+++ Information given
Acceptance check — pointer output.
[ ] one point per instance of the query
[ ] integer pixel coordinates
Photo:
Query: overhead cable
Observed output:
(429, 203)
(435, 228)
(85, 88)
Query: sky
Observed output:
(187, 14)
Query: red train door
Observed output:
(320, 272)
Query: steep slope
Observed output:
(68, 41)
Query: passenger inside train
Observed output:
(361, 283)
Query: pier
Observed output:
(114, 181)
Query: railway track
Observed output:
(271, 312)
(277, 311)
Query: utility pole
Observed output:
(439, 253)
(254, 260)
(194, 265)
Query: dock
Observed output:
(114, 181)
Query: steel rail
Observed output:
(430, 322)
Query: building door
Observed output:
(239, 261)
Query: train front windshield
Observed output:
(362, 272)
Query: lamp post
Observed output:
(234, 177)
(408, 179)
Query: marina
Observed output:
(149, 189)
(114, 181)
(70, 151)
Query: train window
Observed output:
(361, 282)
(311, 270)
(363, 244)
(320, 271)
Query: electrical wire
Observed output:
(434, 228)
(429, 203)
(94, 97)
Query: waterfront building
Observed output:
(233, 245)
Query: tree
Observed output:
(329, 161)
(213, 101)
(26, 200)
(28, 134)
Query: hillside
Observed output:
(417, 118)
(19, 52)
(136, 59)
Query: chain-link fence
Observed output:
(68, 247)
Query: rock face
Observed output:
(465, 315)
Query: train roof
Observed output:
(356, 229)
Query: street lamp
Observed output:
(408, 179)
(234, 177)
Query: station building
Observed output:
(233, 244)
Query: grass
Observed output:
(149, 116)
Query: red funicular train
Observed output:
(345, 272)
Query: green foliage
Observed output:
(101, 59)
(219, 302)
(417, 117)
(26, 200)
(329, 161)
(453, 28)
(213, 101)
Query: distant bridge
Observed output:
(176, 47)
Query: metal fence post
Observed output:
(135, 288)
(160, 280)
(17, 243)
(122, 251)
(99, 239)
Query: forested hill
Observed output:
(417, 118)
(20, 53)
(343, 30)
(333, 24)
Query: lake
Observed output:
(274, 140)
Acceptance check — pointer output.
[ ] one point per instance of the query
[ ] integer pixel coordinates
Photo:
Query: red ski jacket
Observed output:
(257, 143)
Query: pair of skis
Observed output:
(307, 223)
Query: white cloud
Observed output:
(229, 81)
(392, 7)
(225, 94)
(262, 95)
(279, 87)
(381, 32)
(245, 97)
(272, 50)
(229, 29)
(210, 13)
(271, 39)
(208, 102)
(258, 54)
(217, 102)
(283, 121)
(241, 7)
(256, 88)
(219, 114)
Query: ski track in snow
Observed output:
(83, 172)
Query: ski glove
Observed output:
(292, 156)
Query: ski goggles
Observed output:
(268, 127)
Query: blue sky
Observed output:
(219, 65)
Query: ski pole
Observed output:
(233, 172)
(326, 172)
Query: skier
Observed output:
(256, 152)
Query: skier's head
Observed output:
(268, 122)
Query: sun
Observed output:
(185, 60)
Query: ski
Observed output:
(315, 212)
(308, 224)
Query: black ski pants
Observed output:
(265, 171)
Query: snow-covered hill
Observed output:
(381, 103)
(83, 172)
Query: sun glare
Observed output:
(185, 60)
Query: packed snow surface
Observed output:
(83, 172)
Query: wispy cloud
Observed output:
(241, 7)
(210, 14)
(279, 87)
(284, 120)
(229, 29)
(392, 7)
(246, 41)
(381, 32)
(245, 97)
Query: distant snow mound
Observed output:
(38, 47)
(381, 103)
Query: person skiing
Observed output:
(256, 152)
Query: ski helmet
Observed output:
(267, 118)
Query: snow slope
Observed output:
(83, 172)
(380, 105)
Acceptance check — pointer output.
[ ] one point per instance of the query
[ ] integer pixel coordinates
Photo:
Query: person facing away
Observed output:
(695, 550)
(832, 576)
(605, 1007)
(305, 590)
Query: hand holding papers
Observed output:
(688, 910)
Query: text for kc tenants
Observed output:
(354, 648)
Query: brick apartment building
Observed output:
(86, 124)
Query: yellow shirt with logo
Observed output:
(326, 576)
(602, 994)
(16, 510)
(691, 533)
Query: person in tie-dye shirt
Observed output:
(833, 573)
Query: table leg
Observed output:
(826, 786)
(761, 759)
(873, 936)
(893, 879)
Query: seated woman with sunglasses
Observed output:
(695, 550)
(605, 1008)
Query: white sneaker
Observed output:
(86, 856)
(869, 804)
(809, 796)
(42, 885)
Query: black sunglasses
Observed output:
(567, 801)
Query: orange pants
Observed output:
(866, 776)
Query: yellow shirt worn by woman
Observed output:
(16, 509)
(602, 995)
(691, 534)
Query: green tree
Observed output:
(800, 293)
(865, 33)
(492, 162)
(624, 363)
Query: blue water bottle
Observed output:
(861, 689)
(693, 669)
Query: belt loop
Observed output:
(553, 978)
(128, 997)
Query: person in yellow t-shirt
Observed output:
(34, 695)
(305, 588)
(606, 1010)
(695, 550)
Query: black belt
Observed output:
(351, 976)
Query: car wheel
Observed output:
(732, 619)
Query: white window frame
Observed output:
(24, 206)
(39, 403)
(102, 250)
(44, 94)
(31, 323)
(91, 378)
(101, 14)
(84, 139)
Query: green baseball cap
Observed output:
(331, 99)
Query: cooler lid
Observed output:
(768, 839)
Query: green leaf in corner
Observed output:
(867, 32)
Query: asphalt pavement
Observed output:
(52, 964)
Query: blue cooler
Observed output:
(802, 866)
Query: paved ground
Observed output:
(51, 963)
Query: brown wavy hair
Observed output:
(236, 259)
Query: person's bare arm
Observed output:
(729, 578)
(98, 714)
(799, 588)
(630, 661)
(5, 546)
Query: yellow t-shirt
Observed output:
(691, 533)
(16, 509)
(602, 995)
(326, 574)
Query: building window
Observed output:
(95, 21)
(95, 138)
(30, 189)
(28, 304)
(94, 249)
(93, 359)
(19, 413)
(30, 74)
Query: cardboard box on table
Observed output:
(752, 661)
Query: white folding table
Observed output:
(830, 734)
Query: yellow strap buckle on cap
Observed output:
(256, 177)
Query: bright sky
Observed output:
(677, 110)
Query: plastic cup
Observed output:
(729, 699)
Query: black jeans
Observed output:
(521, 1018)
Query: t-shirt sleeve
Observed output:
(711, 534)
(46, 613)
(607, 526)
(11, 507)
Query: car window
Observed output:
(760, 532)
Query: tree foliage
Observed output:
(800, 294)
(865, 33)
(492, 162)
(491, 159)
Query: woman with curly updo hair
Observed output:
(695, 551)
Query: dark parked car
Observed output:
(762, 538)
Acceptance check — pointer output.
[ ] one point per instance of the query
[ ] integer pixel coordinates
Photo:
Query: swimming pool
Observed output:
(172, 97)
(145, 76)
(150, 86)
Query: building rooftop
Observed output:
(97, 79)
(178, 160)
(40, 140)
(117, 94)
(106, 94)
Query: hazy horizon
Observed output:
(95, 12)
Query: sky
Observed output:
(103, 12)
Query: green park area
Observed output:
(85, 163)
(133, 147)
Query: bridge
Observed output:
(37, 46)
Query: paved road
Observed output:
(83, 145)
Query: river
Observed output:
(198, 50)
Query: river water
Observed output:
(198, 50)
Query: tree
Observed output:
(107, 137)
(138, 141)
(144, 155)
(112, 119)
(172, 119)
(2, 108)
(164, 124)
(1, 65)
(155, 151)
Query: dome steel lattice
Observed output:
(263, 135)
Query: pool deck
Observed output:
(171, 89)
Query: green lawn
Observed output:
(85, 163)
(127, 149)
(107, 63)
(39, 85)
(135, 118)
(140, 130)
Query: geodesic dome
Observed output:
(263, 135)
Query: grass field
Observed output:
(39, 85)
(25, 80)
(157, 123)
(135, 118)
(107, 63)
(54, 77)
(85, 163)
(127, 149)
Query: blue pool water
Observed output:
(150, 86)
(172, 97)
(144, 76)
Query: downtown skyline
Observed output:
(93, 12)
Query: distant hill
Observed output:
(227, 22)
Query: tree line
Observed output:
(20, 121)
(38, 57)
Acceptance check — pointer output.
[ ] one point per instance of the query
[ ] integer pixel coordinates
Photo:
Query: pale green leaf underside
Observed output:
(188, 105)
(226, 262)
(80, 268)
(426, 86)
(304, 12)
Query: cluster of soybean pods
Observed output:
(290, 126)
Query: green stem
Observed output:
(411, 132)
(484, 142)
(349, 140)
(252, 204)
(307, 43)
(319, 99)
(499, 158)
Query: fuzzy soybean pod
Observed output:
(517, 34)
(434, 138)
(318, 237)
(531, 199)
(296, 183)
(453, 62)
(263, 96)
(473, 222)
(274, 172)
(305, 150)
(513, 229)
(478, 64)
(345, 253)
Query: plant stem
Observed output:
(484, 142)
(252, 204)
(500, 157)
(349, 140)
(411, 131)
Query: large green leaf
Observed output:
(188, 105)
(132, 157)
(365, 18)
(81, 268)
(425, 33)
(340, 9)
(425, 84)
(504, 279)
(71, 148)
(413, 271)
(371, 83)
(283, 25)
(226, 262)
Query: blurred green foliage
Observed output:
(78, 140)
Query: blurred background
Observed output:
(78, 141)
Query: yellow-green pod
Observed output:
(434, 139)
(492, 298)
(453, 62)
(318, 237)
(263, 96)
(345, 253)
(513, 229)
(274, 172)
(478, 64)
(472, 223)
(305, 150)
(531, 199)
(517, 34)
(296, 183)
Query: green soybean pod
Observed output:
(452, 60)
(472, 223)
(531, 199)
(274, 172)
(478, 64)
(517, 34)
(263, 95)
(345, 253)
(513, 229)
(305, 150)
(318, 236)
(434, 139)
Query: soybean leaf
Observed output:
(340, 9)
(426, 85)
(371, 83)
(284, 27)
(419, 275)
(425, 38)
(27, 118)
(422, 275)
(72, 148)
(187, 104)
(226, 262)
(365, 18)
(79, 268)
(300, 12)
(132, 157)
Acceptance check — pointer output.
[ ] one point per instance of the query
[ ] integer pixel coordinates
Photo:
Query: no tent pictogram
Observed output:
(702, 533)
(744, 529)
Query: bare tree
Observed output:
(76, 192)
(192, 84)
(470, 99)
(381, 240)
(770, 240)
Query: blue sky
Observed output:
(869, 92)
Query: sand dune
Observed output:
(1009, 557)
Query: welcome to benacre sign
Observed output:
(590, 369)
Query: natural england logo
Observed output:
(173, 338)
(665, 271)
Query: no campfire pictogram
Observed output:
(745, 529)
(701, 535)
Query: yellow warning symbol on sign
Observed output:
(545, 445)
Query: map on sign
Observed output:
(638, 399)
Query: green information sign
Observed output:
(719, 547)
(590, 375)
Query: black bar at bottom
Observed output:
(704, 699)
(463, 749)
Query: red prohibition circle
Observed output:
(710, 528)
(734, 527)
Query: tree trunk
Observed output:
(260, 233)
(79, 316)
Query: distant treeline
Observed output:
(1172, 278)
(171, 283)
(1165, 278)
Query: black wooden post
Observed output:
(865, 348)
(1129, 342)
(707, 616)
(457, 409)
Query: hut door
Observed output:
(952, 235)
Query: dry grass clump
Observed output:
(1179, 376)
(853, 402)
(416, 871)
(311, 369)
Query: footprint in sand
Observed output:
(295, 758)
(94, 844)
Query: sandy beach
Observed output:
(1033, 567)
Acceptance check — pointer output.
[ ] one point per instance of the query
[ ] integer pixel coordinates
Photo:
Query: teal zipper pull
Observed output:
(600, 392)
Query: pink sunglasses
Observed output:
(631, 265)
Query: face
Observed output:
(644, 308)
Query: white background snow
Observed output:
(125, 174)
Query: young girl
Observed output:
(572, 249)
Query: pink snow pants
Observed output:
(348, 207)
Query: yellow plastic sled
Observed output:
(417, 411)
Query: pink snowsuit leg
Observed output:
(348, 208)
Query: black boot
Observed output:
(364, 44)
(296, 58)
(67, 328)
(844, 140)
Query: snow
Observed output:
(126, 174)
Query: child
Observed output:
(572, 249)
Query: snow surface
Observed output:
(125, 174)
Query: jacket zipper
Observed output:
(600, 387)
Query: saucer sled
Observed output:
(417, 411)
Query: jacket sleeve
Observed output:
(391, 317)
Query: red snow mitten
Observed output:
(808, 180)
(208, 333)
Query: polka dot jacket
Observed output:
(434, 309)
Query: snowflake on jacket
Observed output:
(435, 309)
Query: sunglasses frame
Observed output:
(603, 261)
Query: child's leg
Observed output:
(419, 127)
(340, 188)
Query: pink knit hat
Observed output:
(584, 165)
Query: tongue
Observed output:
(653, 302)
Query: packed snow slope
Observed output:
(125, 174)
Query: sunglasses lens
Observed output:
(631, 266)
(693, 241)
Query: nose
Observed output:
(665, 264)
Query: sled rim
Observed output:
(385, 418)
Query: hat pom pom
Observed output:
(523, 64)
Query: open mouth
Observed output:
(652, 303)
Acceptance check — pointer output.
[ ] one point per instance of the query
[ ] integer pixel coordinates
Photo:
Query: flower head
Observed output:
++++++
To do: Can you repeat the records from the line with "Query: packed snow slope" through the end of the records, changing "Observed output" to "Returned points" and leaving everything else as it is?

Response to the exercise:
Query: packed snow slope
Returned points:
(125, 174)
Query: sunglasses lens
Returned points:
(631, 266)
(693, 241)
Query: nose
Returned points:
(665, 264)
Query: sled rim
Returned points:
(385, 418)
Query: hat pom pom
Returned points:
(523, 64)
Query: open mouth
Returned points:
(652, 303)
Acceptance check — pointer output.
[ ] one point per instance of the query
[ ] integer pixel coordinates
Photo:
Query: flower head
Returned points:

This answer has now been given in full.